**Instructions for the task:** When you answer, restate the entries below without altering anything.

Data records
# # #

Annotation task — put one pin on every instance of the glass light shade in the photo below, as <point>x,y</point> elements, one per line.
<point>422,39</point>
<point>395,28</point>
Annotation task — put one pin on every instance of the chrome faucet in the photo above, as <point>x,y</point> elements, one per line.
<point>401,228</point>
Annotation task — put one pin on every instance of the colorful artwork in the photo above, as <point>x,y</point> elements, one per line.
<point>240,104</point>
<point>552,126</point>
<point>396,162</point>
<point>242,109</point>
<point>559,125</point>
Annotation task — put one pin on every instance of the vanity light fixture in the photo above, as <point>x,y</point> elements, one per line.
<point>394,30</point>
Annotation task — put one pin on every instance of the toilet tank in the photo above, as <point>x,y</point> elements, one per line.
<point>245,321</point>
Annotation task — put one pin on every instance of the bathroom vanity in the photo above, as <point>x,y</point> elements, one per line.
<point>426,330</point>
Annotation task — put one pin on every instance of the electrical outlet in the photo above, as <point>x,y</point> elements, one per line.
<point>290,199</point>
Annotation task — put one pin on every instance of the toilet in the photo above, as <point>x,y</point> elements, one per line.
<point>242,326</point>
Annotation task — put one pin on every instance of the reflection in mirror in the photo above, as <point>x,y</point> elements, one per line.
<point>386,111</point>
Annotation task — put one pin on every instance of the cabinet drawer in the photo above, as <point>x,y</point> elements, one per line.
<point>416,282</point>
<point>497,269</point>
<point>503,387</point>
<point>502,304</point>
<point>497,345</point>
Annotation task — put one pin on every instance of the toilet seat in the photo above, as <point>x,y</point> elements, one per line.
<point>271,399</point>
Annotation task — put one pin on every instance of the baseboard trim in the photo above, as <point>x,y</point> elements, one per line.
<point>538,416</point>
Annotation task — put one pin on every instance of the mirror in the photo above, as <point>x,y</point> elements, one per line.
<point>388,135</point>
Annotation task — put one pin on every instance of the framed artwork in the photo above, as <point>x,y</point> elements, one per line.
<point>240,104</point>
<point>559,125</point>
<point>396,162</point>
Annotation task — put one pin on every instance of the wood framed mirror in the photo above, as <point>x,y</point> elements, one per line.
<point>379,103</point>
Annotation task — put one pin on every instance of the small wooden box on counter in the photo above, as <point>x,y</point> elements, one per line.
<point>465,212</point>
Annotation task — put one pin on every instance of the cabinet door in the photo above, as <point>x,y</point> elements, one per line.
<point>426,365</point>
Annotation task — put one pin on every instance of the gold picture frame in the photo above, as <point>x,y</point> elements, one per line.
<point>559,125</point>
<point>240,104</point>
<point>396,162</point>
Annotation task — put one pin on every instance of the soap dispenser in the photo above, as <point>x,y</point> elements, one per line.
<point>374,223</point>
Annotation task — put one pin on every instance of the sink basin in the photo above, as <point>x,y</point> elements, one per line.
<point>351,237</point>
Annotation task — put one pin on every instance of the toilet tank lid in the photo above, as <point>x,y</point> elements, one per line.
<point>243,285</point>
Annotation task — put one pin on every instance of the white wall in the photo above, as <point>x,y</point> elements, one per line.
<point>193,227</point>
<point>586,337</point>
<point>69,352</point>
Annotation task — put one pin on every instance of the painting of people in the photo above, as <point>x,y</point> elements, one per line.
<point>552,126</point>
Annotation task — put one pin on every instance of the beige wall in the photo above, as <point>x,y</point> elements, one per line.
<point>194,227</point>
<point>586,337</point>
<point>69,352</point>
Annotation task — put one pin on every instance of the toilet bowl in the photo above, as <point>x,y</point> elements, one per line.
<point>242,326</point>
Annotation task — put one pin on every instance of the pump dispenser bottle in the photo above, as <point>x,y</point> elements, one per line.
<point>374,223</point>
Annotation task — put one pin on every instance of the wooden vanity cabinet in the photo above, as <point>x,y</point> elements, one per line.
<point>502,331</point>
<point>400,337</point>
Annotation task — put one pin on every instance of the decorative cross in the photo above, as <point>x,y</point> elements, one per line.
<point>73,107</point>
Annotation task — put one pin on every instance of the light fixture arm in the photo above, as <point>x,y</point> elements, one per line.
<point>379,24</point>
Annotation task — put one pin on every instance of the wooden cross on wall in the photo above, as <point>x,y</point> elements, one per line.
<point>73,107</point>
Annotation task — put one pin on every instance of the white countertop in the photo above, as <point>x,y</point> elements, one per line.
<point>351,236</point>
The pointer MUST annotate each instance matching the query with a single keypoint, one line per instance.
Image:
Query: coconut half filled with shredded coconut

# # #

**Task result:**
Annotation task — put one pin on every instance of the glass light shade in the photo below, as <point>x,y</point> elements, one per line.
<point>422,39</point>
<point>395,28</point>
Annotation task — put one pin on every instance of the chrome faucet in the photo above, as <point>x,y</point> elements, one per line.
<point>401,228</point>
Annotation task — put one pin on every instance of the colorful artwork in the photo above, as <point>x,y</point> elements, one per line.
<point>240,104</point>
<point>552,126</point>
<point>396,162</point>
<point>242,109</point>
<point>559,125</point>
Annotation task — put one pin on every instance of the vanity light fixture in the photo above, as <point>x,y</point> elements, one per line.
<point>394,30</point>
Annotation task — put one pin on every instance of the toilet tank in the photo above, as <point>x,y</point> elements, one per line.
<point>245,321</point>
Annotation task — put one pin on every instance of the bathroom vanity in the photo above, as <point>x,y</point> elements, one per line.
<point>426,330</point>
Annotation task — put one pin on every instance of the electrical outlet in the photo above, as <point>x,y</point> elements, one per line.
<point>290,199</point>
Annotation task — put one pin on every instance of the toilet in the photo above, as <point>x,y</point> elements, one per line.
<point>242,326</point>
Annotation task — put one pin on every instance of the reflection in mirror in the photo above, as <point>x,y</point> elements, one per line.
<point>386,111</point>
Annotation task — put one pin on every instance of the cabinet drawer in the photo above, as <point>x,y</point> elements, one per line.
<point>416,282</point>
<point>497,269</point>
<point>503,387</point>
<point>502,304</point>
<point>497,345</point>
Annotation task — put one pin on every instance of the toilet seat in the photo above, as <point>x,y</point> elements, one per line.
<point>271,399</point>
Annotation task — put one pin on every instance of the baseboard trim in the photo above, as <point>x,y</point> elements, one per line.
<point>538,416</point>
Annotation task — put one pin on every instance of the mirror in the photo above, as <point>x,y</point> elements, one per line.
<point>388,135</point>
Annotation task — put one pin on every instance of the framed artwork in the photo above, as <point>x,y</point> elements, one per line.
<point>240,104</point>
<point>559,125</point>
<point>396,162</point>
Annotation task — put one pin on every instance of the wood framed mirror in the photo above, as <point>x,y</point> elements, one per line.
<point>379,103</point>
Annotation task — put one pin on every instance of the small wooden box on counter in the photo above, as <point>x,y</point> elements, one per line.
<point>465,212</point>
Annotation task — put one pin on every instance of the cabinet door in the photo above, as <point>x,y</point> elements, one per line.
<point>426,365</point>
Annotation task — put one pin on every instance of the gold picture frame in the photo above, as <point>x,y</point> elements, one per line.
<point>559,125</point>
<point>240,104</point>
<point>396,162</point>
Annotation task — put one pin on every instance of the soap dispenser in the photo above, as <point>x,y</point> elements, one per line.
<point>374,223</point>
Annotation task — put one pin on every instance of the sink basin in the photo above, as <point>x,y</point> elements, one per line.
<point>351,237</point>
Annotation task — put one pin on every instance of the toilet tank lid in the photo above, as <point>x,y</point> elements, one per line.
<point>243,285</point>
Annotation task — put one pin on every instance of the white wall in the photo above, as <point>x,y</point> elements, one per line.
<point>193,227</point>
<point>586,337</point>
<point>69,352</point>
Annotation task — put one pin on every instance of the painting of people in the photo above, as <point>x,y</point> elements, one per line.
<point>552,126</point>
Annotation task — put one pin on every instance of the beige wall in the photo above, as <point>x,y</point> elements, one per line.
<point>194,227</point>
<point>586,337</point>
<point>69,352</point>
Annotation task — put one pin on every instance of the toilet bowl in the photo above, as <point>x,y</point> elements, one per line.
<point>242,326</point>
Annotation task — put one pin on every instance of the pump dispenser bottle in the photo above, as <point>x,y</point> elements, one per line.
<point>374,223</point>
Annotation task — put one pin on every instance of the wooden vanity cabinet in the photo above, as <point>x,y</point> elements, one per line.
<point>502,331</point>
<point>400,337</point>
Annotation task — put one pin on every instance of the decorative cross in the photo above, as <point>x,y</point> elements, one per line.
<point>73,107</point>
Annotation task — put one pin on every instance of the light fixture arm in the photo above, as <point>x,y</point> elements, one per line.
<point>379,24</point>
Annotation task — put one pin on every instance of the wooden cross on wall in the photo above, as <point>x,y</point> elements, one per line.
<point>73,107</point>
Annotation task — put one pin on every instance of the white countertop in the photo above, as <point>x,y</point> elements, one per line.
<point>351,236</point>
The pointer MUST annotate each instance matching the query with a single keypoint, one line per instance.
Image:
Query: coconut half filled with shredded coconut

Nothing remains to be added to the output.